→ Task list:
a - Answer these from the article on the District 1 candidate forum, one answer per line:
(i) About how many people came to the forum?
(ii) What did Kwasman want to replace Obamacare with?
(iii) Which group would Tobin exempt from a federal hiring freeze?
b - Rewrite the article on the District 1 candidate forum between "Tobin said he’d" and "as an example.", inclusive, putting "the Speaker" wherever "Tobin" appears.
c - List every law or act that the article on the District 1 candidate forum names.

→ Passage:
Each Republican candidates for Congress in Arizona’s District 1 wants to be seen as a fighter and a problem solver.
But they didn’t spend much time fighting each other at a candidate forum Wednesday, with each one pledging to support the primary winner to help defeat incumbent Democrat Ann Kirkpatrick in November.
The SaddleBrooke Republican Club forum drew a crowd of nearly 200.
The candidates had different ideas about what kind of Representative voters want.
Rancher Gary Kiehne said District 1 should send a businessman to Congress. Economist and State Rep. Adam Kwasman said taxpayers want a fighter. Businessman and State House Speaker Andy Tobin said what the district needs is a public servant.
The candidates showed their differences when they were asked what their first action would be as Representative.
Kiehne said he would push to repeal the Endangered Species Act and the Equal Access to Justice Act as a way to restore jobs in rural Arizona.
Kwasman said he would fight to repeal Obamacare and replace it with portable tax-free health savings accounts.
Tobin said he’d work on balancing the budget, perhaps starting with a federal government hiring freeze with the military exempt.
Race newcomer Jim Brown did not participate in the forum but took a few minutes to introduce himself to the audience. He said he decided to run for office after the recession “wiped out” his business. He said he wanted to change the “waste, fraud, abuse and political corruption that’s tearing our country apart.”
Several times Kiehne and Kwasman pushed Tobin to defend his record.
Kiehne accused Tobin of being a career politician.
Tobin said he’s done what’s right for Arizona as a legislator, and he used the immigration law, SB 1070, as an example.
“We were vilified and we were protested against. And folks came down there and threw refried beans all over our walls and walked with signs and yelled at us all day long. But it didn’t change my conviction,” he said. “It wasn’t because I was a politician. It was because I believed in what we were doing.”
Kwasman said Tobin lied about his opposition to the Medicaid expansion in Arizona. Tobin’s jaw dropped and he shook his head.

→ Given information:
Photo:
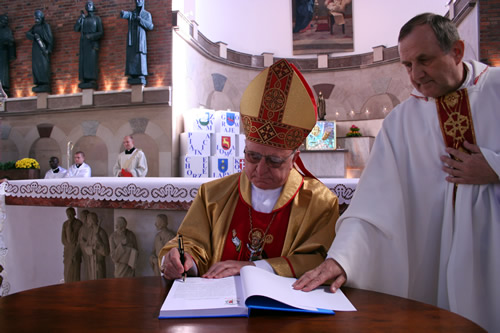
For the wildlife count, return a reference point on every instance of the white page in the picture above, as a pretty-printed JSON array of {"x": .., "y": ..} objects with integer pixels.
[
  {"x": 257, "y": 281},
  {"x": 199, "y": 293}
]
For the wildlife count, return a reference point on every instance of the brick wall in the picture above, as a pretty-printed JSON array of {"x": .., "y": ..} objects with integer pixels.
[
  {"x": 489, "y": 32},
  {"x": 61, "y": 15}
]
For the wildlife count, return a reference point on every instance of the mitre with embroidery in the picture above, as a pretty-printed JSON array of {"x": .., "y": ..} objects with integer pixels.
[{"x": 278, "y": 108}]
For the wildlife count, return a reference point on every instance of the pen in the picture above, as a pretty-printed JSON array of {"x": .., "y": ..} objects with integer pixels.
[{"x": 181, "y": 253}]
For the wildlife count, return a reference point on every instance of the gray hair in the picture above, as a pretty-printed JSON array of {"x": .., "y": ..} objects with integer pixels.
[{"x": 445, "y": 30}]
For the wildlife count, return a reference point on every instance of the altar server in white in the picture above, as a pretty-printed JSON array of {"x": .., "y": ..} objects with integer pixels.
[
  {"x": 425, "y": 219},
  {"x": 55, "y": 171},
  {"x": 131, "y": 162},
  {"x": 80, "y": 169}
]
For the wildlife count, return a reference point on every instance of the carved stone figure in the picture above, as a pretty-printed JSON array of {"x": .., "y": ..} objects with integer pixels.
[
  {"x": 161, "y": 238},
  {"x": 321, "y": 106},
  {"x": 43, "y": 42},
  {"x": 94, "y": 243},
  {"x": 139, "y": 20},
  {"x": 7, "y": 52},
  {"x": 72, "y": 254},
  {"x": 124, "y": 250},
  {"x": 90, "y": 28}
]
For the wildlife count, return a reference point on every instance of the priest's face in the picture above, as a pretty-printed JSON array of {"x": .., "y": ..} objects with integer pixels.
[
  {"x": 53, "y": 162},
  {"x": 432, "y": 71},
  {"x": 267, "y": 173},
  {"x": 79, "y": 158},
  {"x": 128, "y": 143}
]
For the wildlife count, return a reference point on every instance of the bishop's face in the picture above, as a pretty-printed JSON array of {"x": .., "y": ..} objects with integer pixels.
[{"x": 263, "y": 174}]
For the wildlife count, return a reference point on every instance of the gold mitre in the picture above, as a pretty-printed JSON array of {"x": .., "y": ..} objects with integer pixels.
[{"x": 278, "y": 108}]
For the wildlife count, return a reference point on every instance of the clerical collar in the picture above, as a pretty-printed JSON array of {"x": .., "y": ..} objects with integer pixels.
[{"x": 264, "y": 200}]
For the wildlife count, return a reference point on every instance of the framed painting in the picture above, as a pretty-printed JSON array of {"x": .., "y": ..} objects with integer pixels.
[{"x": 322, "y": 26}]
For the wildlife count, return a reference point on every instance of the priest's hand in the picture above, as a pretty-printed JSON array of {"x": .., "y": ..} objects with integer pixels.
[
  {"x": 171, "y": 266},
  {"x": 328, "y": 270},
  {"x": 225, "y": 268},
  {"x": 469, "y": 168}
]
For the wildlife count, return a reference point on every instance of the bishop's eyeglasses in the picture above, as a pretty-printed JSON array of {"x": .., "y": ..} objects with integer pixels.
[{"x": 271, "y": 160}]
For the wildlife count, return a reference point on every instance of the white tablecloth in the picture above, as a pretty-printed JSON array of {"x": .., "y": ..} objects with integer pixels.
[{"x": 149, "y": 189}]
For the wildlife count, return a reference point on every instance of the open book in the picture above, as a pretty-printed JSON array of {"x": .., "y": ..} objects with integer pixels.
[{"x": 256, "y": 288}]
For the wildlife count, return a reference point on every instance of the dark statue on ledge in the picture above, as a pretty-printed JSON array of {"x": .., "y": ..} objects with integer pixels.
[
  {"x": 90, "y": 28},
  {"x": 41, "y": 36},
  {"x": 7, "y": 52},
  {"x": 139, "y": 21}
]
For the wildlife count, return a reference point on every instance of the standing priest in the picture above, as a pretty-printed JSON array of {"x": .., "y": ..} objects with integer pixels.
[
  {"x": 270, "y": 215},
  {"x": 425, "y": 220},
  {"x": 131, "y": 162}
]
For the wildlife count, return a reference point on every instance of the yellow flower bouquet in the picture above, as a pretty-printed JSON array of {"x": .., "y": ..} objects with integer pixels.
[{"x": 27, "y": 163}]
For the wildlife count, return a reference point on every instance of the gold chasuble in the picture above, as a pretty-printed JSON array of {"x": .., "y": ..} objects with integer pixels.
[
  {"x": 278, "y": 110},
  {"x": 308, "y": 231}
]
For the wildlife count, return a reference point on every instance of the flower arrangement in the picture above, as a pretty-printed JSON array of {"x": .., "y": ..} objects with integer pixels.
[
  {"x": 27, "y": 163},
  {"x": 354, "y": 131}
]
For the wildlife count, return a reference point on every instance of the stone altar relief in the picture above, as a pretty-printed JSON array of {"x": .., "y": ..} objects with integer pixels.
[
  {"x": 94, "y": 244},
  {"x": 72, "y": 255},
  {"x": 124, "y": 250},
  {"x": 162, "y": 237}
]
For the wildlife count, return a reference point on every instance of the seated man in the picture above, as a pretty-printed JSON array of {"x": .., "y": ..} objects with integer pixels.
[
  {"x": 80, "y": 169},
  {"x": 131, "y": 162},
  {"x": 55, "y": 171},
  {"x": 269, "y": 215}
]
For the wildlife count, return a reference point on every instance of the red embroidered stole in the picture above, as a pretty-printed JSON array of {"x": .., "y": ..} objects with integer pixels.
[
  {"x": 238, "y": 240},
  {"x": 455, "y": 120}
]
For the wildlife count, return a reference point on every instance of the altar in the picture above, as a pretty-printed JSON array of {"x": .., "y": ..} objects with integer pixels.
[{"x": 32, "y": 213}]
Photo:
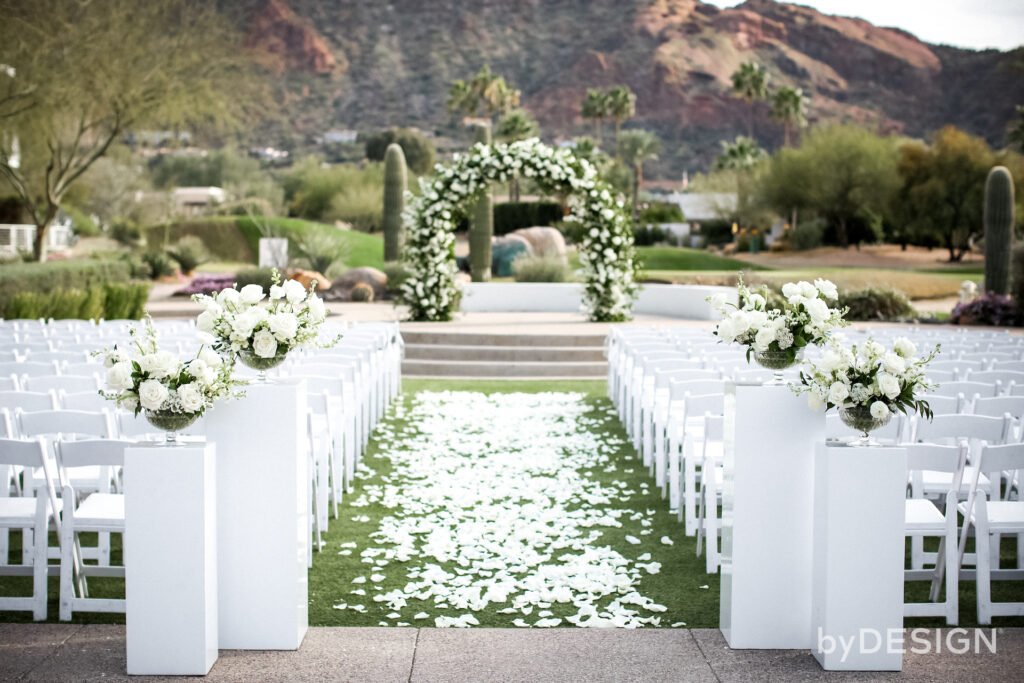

→ Expected results:
a -
(i) Nearly 200
(ii) Portable tax-free health savings accounts
(iii) The military

b -
the Speaker said he’d work on balancing the budget, perhaps starting with a federal government hiring freeze with the military exempt.
Race newcomer Jim Brown did not participate in the forum but took a few minutes to introduce himself to the audience. He said he decided to run for office after the recession “wiped out” his business. He said he wanted to change the “waste, fraud, abuse and political corruption that’s tearing our country apart.”
Several times Kiehne and Kwasman pushed the Speaker to defend his record.
Kiehne accused the Speaker of being a career politician.
the Speaker said he’s done what’s right for Arizona as a legislator, and he used the immigration law, SB 1070, as an example.

c -
Endangered Species Act
Equal Access to Justice Act
Obamacare
SB 1070